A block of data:
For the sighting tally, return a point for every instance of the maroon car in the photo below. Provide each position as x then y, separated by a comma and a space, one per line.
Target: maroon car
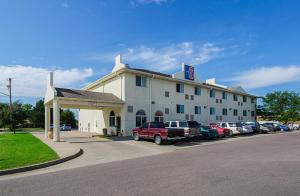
156, 131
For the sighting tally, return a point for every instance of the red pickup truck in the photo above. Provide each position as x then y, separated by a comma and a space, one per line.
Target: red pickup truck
157, 132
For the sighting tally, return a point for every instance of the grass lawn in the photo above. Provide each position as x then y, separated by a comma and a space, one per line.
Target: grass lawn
22, 149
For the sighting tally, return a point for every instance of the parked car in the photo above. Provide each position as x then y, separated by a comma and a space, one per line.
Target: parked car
234, 128
65, 127
245, 128
294, 126
264, 128
222, 132
191, 128
158, 132
254, 125
274, 125
283, 127
208, 132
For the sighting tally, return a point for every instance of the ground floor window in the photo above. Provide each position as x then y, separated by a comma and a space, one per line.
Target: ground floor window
159, 116
140, 118
112, 119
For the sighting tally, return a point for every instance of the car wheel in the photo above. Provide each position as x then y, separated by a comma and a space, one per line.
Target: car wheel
136, 137
158, 140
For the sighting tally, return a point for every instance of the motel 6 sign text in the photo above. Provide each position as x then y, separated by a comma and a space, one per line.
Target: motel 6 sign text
189, 72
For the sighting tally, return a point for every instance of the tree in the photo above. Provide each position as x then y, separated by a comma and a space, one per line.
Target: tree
38, 114
68, 117
283, 105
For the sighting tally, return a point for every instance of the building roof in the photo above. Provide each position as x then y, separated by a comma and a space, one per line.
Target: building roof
152, 72
88, 95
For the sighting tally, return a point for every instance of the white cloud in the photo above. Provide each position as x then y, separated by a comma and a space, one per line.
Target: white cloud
267, 76
30, 81
150, 1
166, 58
65, 5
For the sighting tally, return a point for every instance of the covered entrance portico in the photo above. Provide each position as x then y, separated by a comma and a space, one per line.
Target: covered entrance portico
58, 98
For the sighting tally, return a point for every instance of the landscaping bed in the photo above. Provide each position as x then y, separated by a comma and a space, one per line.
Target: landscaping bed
23, 149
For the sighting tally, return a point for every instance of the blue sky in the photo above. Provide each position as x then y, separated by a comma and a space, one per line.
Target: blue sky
252, 43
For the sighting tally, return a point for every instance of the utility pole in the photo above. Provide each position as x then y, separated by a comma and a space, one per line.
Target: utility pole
10, 104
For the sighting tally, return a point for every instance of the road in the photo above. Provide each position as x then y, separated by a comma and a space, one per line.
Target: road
257, 166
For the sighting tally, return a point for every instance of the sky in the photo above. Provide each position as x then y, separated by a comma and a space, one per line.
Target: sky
253, 43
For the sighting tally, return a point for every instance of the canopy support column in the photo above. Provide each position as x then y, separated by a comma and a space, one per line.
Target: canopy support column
56, 121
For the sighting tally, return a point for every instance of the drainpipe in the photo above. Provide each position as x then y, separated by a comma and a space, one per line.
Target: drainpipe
150, 97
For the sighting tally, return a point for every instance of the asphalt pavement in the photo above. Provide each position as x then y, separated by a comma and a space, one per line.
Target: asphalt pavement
256, 166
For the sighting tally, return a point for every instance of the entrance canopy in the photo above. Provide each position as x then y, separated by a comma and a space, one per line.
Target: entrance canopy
57, 98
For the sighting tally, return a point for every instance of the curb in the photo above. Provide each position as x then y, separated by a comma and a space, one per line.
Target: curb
42, 165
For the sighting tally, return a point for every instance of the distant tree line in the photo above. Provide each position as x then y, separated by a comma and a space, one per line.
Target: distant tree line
27, 115
283, 106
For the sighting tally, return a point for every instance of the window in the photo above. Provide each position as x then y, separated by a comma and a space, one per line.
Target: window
141, 81
224, 111
130, 108
197, 109
235, 98
192, 117
186, 117
167, 94
224, 95
179, 88
212, 93
212, 111
197, 91
180, 109
112, 119
157, 125
140, 118
183, 124
235, 112
159, 116
173, 124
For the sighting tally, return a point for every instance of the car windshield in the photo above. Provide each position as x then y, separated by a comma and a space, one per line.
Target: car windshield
239, 124
232, 124
183, 124
157, 125
205, 128
193, 124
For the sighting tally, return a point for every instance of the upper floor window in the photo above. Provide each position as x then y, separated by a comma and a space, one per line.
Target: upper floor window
235, 97
180, 109
212, 93
212, 111
197, 109
224, 95
224, 111
197, 91
179, 88
235, 112
141, 81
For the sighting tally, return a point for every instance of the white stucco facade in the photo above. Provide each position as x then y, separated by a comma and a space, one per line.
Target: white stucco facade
152, 98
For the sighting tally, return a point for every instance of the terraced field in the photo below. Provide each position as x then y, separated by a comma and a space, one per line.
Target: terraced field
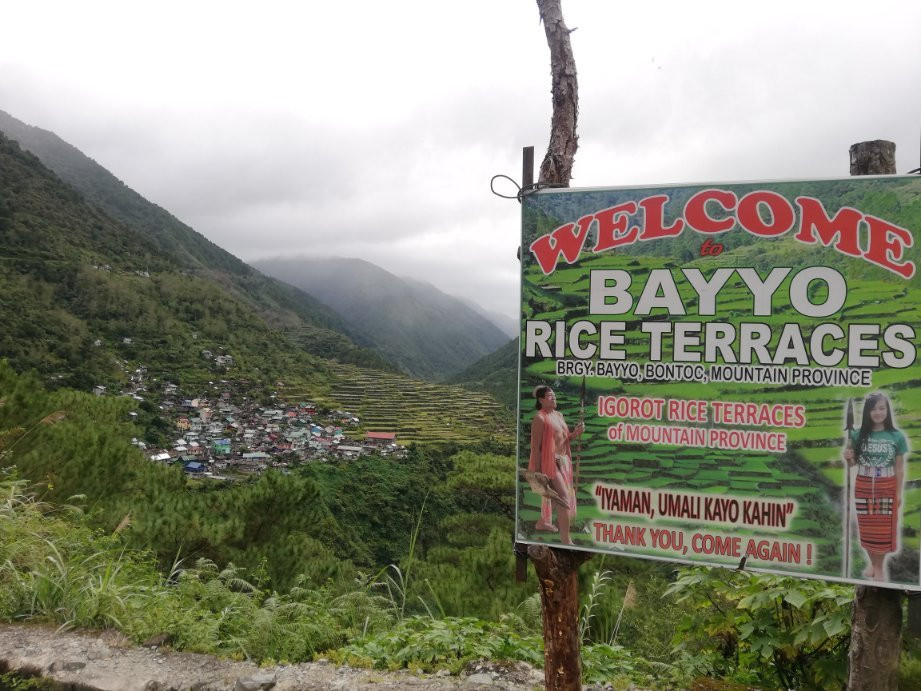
418, 411
810, 472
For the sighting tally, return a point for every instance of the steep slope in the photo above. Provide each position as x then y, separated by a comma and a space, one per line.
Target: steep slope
84, 299
497, 374
426, 332
313, 325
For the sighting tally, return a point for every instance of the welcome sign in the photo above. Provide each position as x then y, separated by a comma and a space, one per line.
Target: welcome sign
725, 374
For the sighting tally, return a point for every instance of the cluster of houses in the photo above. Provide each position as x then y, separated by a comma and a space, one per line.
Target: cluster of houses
217, 437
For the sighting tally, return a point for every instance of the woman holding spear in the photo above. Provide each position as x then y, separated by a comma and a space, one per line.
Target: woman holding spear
551, 456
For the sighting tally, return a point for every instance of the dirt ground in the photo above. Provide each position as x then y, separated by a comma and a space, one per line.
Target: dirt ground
108, 662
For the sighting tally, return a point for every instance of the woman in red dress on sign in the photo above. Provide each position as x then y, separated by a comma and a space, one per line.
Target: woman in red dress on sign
551, 455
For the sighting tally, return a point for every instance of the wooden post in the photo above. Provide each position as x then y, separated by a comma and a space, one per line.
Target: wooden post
558, 569
876, 622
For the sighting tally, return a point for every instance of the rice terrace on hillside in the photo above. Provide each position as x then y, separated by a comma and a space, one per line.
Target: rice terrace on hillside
418, 411
808, 470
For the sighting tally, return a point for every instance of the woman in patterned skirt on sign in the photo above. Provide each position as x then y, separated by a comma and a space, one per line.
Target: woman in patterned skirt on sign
878, 450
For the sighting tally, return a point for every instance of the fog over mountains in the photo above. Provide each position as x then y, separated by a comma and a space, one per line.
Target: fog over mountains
414, 325
335, 304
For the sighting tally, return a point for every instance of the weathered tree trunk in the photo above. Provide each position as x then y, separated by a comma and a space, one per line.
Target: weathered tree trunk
876, 623
558, 574
873, 158
557, 164
558, 569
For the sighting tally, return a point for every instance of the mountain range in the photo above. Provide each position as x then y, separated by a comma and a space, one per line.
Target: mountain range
422, 330
372, 319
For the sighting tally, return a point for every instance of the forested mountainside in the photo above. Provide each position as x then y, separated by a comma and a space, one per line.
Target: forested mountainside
497, 374
311, 324
82, 295
426, 332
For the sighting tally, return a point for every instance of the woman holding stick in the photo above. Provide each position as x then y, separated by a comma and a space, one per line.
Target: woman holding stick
878, 451
551, 455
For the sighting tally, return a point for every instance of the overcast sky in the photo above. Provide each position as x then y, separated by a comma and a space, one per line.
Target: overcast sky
371, 129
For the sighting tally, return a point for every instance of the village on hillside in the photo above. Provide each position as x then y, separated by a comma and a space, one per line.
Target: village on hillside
226, 436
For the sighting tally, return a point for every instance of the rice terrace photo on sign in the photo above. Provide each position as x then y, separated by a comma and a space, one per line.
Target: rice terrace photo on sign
725, 374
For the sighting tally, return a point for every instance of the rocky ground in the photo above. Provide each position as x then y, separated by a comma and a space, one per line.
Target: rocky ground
108, 662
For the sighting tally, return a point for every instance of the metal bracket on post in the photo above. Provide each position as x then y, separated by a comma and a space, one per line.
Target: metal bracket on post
527, 178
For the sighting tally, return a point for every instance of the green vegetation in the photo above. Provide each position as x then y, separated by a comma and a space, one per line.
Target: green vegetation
416, 410
497, 374
425, 332
257, 571
84, 297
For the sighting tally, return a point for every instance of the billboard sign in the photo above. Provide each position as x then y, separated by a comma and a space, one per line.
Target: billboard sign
725, 374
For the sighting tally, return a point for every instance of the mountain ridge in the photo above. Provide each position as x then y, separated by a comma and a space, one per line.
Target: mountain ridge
425, 331
311, 325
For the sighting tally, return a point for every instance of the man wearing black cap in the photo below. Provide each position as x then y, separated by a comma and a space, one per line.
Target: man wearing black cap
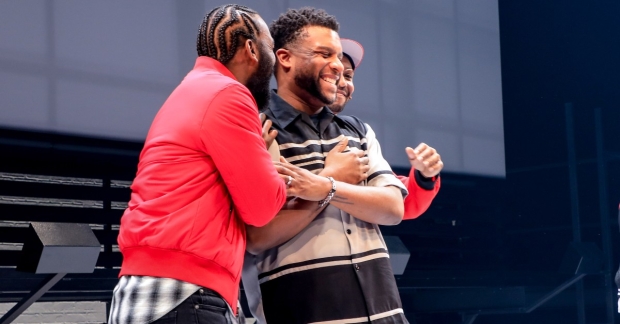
326, 261
425, 161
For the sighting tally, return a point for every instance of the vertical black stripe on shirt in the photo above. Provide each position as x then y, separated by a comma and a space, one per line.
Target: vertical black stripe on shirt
380, 290
308, 296
116, 306
133, 296
153, 298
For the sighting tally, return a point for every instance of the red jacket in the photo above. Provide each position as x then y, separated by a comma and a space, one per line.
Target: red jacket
419, 199
204, 172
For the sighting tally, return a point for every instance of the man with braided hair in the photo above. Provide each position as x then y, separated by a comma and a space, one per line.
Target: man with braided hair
183, 234
323, 262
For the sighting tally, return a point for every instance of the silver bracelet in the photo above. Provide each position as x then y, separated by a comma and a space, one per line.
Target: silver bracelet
330, 195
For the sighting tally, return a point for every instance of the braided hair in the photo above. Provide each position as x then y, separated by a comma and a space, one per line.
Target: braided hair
223, 29
289, 27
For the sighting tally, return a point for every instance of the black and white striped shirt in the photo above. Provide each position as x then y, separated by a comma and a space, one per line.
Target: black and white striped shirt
337, 269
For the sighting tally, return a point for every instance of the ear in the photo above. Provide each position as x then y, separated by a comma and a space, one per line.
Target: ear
251, 50
284, 58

#### SHORT EXERCISE:
Give back exactly the lines beginning at the one with "of the braided" and ending at the final line of the material; both boundary lines belong in it.

#### RESULT FOR THIS EXERCISE:
For the sighting tally, return a point for every instance of the braided hair in the photo above. Provide each position as x then y, separated by a comma and a space, one per line.
Target: braided hair
223, 29
289, 27
For the sighting tally, return a point for every instance of the black and white striped shirt in the photo above. Provide each position as x then y, separated by a comma and a space, one per line.
Target: black and white striped shirt
337, 269
For the sighting tally, return a point for every instance of the ear in the photo above. Provide each position as x then y, separated by a comma and a space, one per line.
Target: ear
251, 50
284, 58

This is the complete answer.